TASK PROMPT |
Echo every line of the listing below verbatim, with no changes.

Region outline entries:
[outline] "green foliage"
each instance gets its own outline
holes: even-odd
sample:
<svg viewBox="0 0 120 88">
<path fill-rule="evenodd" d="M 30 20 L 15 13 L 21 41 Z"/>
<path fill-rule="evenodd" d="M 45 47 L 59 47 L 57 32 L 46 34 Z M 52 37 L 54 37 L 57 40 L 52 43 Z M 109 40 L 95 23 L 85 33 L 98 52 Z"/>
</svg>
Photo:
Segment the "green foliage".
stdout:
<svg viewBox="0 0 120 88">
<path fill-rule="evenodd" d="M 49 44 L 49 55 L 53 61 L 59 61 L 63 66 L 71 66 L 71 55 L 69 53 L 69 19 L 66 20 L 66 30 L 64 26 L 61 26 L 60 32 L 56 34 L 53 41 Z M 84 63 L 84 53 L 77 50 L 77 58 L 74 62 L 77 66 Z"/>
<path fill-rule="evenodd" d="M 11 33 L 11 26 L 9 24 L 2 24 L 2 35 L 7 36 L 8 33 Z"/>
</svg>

TASK OUTPUT |
[outline] "green foliage"
each instance gets its own outline
holes: even-odd
sample:
<svg viewBox="0 0 120 88">
<path fill-rule="evenodd" d="M 30 20 L 15 13 L 21 41 Z"/>
<path fill-rule="evenodd" d="M 45 47 L 59 47 L 57 32 L 46 34 Z M 52 37 L 54 37 L 57 40 L 52 43 Z M 109 40 L 95 23 L 85 33 L 98 52 Z"/>
</svg>
Photo:
Segment the "green foliage".
stdout:
<svg viewBox="0 0 120 88">
<path fill-rule="evenodd" d="M 49 44 L 49 55 L 53 61 L 59 61 L 63 66 L 71 66 L 71 55 L 69 53 L 69 19 L 66 20 L 66 30 L 64 26 L 61 26 L 60 32 L 56 34 L 53 41 Z M 84 63 L 84 53 L 77 50 L 77 58 L 74 62 L 77 66 Z"/>
<path fill-rule="evenodd" d="M 11 33 L 11 26 L 9 24 L 2 24 L 2 35 L 7 36 L 8 33 Z"/>
</svg>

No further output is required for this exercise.